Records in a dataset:

+---+

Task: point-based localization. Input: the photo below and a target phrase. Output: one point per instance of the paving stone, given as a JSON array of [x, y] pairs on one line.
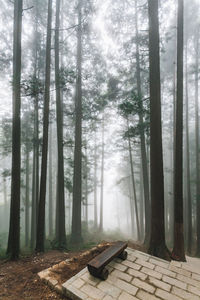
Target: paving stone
[[127, 287], [92, 292], [144, 264], [58, 288], [143, 285], [194, 290], [109, 289], [52, 282], [191, 268], [131, 265], [180, 271], [87, 277], [140, 255], [107, 297], [196, 276], [122, 275], [176, 263], [126, 296], [146, 296], [137, 274], [75, 294], [183, 294], [189, 280], [131, 257], [43, 274], [165, 271], [118, 266], [175, 282], [166, 296], [110, 269], [78, 283], [140, 276], [159, 284], [151, 273], [159, 262]]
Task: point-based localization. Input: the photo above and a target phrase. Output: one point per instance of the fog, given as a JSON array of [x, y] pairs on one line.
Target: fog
[[103, 51]]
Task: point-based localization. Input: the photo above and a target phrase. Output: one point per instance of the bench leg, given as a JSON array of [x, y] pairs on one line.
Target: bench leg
[[102, 274], [123, 255]]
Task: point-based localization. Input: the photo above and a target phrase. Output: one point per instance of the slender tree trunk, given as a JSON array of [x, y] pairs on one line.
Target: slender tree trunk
[[157, 245], [14, 228], [188, 177], [27, 204], [197, 143], [102, 176], [178, 252], [50, 184], [131, 206], [60, 233], [142, 204], [86, 187], [76, 235], [142, 137], [35, 176], [41, 213], [133, 185], [5, 202], [95, 180]]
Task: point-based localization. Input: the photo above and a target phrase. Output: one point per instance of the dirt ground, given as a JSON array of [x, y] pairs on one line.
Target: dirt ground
[[19, 280]]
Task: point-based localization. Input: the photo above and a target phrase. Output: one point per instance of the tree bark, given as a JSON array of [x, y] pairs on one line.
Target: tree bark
[[50, 184], [188, 177], [178, 252], [27, 204], [95, 181], [102, 176], [197, 143], [14, 228], [142, 138], [60, 232], [157, 245], [41, 212], [133, 185], [76, 235]]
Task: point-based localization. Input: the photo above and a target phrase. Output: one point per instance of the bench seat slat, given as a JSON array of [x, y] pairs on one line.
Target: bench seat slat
[[107, 255]]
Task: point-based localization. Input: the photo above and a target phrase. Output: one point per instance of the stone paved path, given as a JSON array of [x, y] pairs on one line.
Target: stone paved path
[[141, 276]]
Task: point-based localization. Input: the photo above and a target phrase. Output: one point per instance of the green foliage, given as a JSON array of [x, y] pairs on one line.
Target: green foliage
[[32, 86], [66, 76]]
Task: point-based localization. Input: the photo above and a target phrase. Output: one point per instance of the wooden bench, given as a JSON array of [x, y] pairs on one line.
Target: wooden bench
[[96, 266]]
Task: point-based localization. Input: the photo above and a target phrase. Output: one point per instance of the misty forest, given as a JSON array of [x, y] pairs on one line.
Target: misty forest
[[100, 132]]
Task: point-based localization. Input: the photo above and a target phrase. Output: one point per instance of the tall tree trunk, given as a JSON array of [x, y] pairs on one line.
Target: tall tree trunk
[[5, 202], [197, 142], [142, 204], [131, 205], [50, 184], [14, 228], [133, 185], [60, 232], [187, 142], [102, 176], [41, 212], [86, 186], [76, 235], [157, 245], [35, 176], [95, 180], [142, 137], [27, 204], [178, 252]]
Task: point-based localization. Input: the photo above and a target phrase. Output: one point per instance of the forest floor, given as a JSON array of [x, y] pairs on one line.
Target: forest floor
[[19, 279]]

+---+

AIM OF THE TASK. Copy every one of the records above word for word, but leave out the pictures.

TASK RESPONSE.
Task: point-based localization. Input: the photo below and a target phrase. Output: one point per instance of the paving stone, given as a JSON array of [x, y] pairs on one line.
Target: paving stone
[[127, 287], [92, 292], [144, 264], [58, 288], [143, 285], [194, 290], [109, 289], [52, 282], [191, 268], [131, 265], [180, 271], [87, 277], [140, 255], [107, 297], [196, 276], [122, 275], [176, 263], [126, 296], [146, 296], [137, 274], [75, 294], [183, 294], [189, 280], [131, 257], [43, 274], [165, 271], [118, 266], [175, 282], [166, 296], [110, 269], [78, 283], [140, 276], [159, 284], [151, 273], [159, 262]]
Task: point-based localization. Input: the photo above and a target phrase. Output: one point per instance of the fog, given as a JSON array of [x, y] pairs on one line.
Target: fog
[[103, 51]]
Task: point-based localization. Input: the photo above and a target phrase. Output: one point per instance of the bench leg, given as a JSON array of [x, y] pairs on one line.
Target: bench leg
[[102, 274], [123, 255]]
Task: point-based localization. Input: the photo above and a target phrase. Output: one point per instance of the slender tree trunk, given as a JSON array of [x, y] pairs on one line.
Target: slender tree trunk
[[157, 245], [14, 228], [188, 177], [27, 204], [197, 143], [102, 176], [178, 252], [50, 184], [131, 206], [60, 233], [142, 204], [86, 187], [76, 235], [142, 137], [35, 176], [41, 213], [133, 185], [5, 202], [95, 180]]
Task: point-based localization. Input: the photo above and a target phrase. Output: one point per instance of the dirt ground, given as a JSON array of [x, y] pairs on one line.
Target: dirt ground
[[19, 280]]
Task: point-based localization. Input: the photo above and a target phrase. Output: one point per instance of the tree bark, given as a JSON array of [x, y] pairs on one line.
Target: tree bark
[[50, 184], [188, 177], [178, 252], [27, 204], [95, 181], [102, 176], [197, 143], [14, 228], [142, 138], [60, 232], [157, 245], [41, 212], [133, 185], [76, 235]]
Task: point-based localization. Input: the photo above and a target phrase. Output: one point per instance of the bench seat slat, given as a JSON array of [x, y] pairs on one line.
Target: bench seat slat
[[107, 255]]
Task: point-based localization. Input: the photo above and a target phrase. Output: one point per instance of the stone paved path, given as a JSON array of [x, y] pairs on one line.
Target: stone paved path
[[141, 276]]
Task: point-based localization. Input: the photo above and a target phrase. Output: one point per instance of the green foliage, given as a JSON array of [x, y] pairs on one line.
Target: green foliage
[[32, 86], [66, 76]]
Task: point-based localization. Input: the photo above and a target phrase. Output: one point per instance of the wooden bench, given as a JSON array of [x, y] pairs on one line.
Target: wooden bench
[[96, 266]]
Task: point-based localization. Input: the photo above and a target phrase. Output: one point per instance of the misty forest, given as a JSON array of [x, y] pairs on one line.
Target: misty forest
[[100, 132]]
Task: point-based localization. Input: the photo above and a target phrase. Output: one point per instance of the tall tree trunk, given as a JSON array of [x, y] pairs on one line.
Target: tall tree trunk
[[5, 202], [197, 142], [142, 204], [131, 205], [50, 184], [14, 228], [133, 185], [60, 232], [187, 142], [102, 176], [41, 212], [86, 186], [76, 235], [157, 245], [35, 176], [95, 180], [142, 137], [27, 204], [178, 252]]
Task: point-based localization. Input: the photo above and a target phrase. Output: one point per instance of the forest floor, given as a JSON array of [x, y] pairs on one line.
Target: forest floor
[[19, 279]]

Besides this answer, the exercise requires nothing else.